Please find the line that holds "point_to finds the bird's tail" below and reproduce it, along with every line after it through the end, exactly and without pictures.

START DATASET ENTRIES

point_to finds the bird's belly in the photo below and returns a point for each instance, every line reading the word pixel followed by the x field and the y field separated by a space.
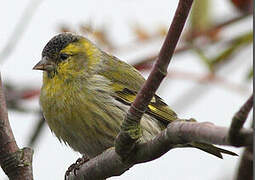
pixel 90 126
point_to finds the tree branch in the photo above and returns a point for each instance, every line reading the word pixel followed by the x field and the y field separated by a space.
pixel 109 163
pixel 16 163
pixel 130 129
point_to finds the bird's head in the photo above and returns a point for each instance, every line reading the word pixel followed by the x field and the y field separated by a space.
pixel 67 53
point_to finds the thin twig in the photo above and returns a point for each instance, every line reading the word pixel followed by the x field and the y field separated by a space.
pixel 238 122
pixel 16 163
pixel 125 141
pixel 109 163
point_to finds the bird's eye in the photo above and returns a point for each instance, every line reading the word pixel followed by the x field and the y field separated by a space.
pixel 63 56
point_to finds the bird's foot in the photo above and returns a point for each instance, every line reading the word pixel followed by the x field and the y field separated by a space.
pixel 76 166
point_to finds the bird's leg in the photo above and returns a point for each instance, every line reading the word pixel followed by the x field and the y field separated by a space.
pixel 76 166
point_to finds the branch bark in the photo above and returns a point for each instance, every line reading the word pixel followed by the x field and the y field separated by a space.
pixel 109 163
pixel 16 163
pixel 130 130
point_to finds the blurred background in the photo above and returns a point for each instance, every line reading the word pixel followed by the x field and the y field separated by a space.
pixel 209 78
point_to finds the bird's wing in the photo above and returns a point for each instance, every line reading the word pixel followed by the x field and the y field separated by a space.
pixel 126 82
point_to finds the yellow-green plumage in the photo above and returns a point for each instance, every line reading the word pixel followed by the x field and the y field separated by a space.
pixel 86 94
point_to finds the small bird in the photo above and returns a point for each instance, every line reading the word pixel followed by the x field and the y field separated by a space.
pixel 86 94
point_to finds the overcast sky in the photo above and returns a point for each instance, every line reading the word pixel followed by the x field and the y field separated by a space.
pixel 217 103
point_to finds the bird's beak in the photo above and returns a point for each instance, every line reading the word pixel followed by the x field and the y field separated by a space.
pixel 44 65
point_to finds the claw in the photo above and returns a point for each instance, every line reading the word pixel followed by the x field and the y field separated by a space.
pixel 76 166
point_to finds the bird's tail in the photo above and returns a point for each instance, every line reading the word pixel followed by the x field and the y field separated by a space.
pixel 211 149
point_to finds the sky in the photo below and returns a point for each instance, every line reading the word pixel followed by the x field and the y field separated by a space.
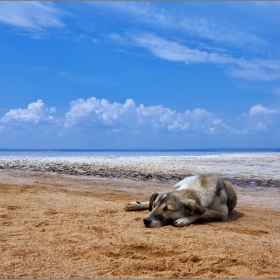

END DATASET ENTRIES

RESULT OF THIS TASK
point_to finds the bird's tail in the photo above and returns a point for each instance, every line reading the word pixel followed by the x field and the y field separated by a space.
pixel 211 149
point_to finds the sky in the photo below and returns a point for each instance, every line reading the word pixel followed by the x field and the y field separated by a space.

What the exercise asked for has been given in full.